• _Text segment_
Ten-Year Retrospective

Journal Opinion Feb. 8, 2017

\Ten years ago, the editor I approached of the Journal Opinion about creating a column on local history. I had just retired from teaching at Bradford Academy and Oxbow High School.  From the beginning of my teaching career, and before “placed based” lessons became popular, I included local studies in my courses.  I was also the president of the Bradford Historical Society.


This is my 106th article in the series. Previously, topics were taken from local history within the circulation area of the Journal Opinion and rarely focused on events in a single town. Generally, columns examined communities from Lyme and Thetford north to Groton, Ryegate and Woodsville. They compared the similarities among the communities and contrasted the differences.


 In addition to this newspaper, the articles were published on a blog to reach a wider audience. Some of the articles have appeared in other publications as well as two books to benefit the Bradford Public Library. I hear regularly enough from readers to know that there is an enthusiastic audience for articles on local history.  


The material for the pieces is taken from town histories, newspaper achieves, interviews with local residents and online sources. The assistance of the Journal-Opinion staff as well as several faithful proofreaders helped to fashion the articles into finished products.


Excerpts and summaries from some of the most popular columns over the past 10 years follow. The titles have been included, along with quotation marks, so that those who are interested may access the full article on my blog at larrycoffin.blogspot.com.  


 “No Rum for Me!” was published in the Journal Opinion in March 2009.The battle against the evils of alcohol was one of the first reform movements in 19th century Vermont and New Hampshire and increasingly temperance became valued as a personal characteristic. Locally, hundreds of residents took pledges “not to use ardent spirits.”

• _Challenge 1_
Return every line of the records below that contains the string "building".

[Records from a collection]
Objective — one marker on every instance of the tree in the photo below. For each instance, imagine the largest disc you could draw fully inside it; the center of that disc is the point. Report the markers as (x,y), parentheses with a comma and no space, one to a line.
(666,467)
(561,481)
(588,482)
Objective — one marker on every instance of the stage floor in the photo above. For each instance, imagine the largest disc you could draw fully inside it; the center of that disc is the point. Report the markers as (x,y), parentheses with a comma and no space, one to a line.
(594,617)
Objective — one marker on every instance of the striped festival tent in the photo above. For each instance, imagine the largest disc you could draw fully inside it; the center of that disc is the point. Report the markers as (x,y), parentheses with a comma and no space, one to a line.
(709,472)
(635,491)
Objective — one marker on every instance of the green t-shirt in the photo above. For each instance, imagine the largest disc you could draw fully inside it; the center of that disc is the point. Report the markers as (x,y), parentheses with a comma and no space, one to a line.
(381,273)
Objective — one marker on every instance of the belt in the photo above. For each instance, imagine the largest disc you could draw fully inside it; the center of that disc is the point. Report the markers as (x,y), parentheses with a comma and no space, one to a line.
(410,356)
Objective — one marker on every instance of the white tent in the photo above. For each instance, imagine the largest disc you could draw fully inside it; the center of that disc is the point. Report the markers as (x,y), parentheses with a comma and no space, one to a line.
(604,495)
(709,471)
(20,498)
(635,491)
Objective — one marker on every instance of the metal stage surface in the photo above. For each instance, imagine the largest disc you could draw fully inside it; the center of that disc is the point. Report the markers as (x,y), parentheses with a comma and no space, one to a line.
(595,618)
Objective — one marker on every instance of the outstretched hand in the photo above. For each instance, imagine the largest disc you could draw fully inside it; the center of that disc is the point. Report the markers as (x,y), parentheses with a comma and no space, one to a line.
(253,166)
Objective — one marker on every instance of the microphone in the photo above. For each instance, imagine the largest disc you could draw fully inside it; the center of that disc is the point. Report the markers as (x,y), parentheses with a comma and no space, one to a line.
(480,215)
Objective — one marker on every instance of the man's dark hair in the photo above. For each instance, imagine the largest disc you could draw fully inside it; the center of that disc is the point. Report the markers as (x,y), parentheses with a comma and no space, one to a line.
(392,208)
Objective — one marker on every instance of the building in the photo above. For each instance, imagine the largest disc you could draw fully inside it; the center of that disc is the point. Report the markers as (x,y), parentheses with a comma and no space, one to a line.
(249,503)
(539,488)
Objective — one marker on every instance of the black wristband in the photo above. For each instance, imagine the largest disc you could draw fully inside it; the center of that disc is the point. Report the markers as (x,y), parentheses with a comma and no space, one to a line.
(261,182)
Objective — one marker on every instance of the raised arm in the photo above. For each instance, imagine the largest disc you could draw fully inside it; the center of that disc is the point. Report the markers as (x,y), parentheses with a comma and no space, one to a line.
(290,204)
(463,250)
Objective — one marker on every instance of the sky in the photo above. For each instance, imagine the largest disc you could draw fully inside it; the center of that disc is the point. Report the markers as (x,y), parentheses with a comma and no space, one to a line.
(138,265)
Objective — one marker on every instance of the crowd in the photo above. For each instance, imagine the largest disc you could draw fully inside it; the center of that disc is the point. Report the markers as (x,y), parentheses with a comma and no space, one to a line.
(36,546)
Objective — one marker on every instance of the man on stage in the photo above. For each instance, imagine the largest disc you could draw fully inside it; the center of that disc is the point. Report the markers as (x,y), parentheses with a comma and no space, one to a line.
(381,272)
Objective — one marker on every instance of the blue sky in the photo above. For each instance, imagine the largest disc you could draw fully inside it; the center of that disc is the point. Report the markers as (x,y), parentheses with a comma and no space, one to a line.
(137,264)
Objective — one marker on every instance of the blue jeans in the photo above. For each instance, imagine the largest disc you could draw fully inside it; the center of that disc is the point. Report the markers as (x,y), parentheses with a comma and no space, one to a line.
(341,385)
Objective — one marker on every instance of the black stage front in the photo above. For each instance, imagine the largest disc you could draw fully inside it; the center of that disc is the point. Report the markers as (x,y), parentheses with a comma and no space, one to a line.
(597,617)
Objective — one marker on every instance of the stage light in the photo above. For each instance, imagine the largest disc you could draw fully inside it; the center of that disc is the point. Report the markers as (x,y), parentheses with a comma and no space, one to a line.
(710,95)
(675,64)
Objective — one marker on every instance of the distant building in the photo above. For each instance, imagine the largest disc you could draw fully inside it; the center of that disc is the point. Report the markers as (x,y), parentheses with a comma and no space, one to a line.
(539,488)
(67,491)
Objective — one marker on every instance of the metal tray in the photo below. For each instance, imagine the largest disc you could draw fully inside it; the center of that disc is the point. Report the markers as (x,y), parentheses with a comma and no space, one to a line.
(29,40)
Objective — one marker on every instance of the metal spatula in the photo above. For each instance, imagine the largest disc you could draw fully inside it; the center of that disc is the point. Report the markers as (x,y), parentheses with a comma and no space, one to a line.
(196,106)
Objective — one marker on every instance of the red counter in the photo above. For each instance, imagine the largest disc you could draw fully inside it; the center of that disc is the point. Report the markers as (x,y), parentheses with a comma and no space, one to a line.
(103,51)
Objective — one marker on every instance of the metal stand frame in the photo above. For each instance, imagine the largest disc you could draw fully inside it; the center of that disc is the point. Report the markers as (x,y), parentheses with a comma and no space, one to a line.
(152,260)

• _Challenge 2_
In the local history column, which two schools had the writer retired from teaching at?

• _Right answer 1_
Objective — one marker on every instance of the building in the photo above. For each instance, imagine the largest disc you could draw fully inside it; the center of that disc is the point. Report the markers as (x,y), parentheses with a comma and no space, one to a line.
Objective — one marker on every instance of the distant building in the photo above. For each instance, imagine the largest disc you could draw fully inside it; the center of that disc is the point. Report the markers as (x,y), parentheses with a comma and no space, one to a line.

• _Right answer 2_
Bradford Academy and Oxbow High School.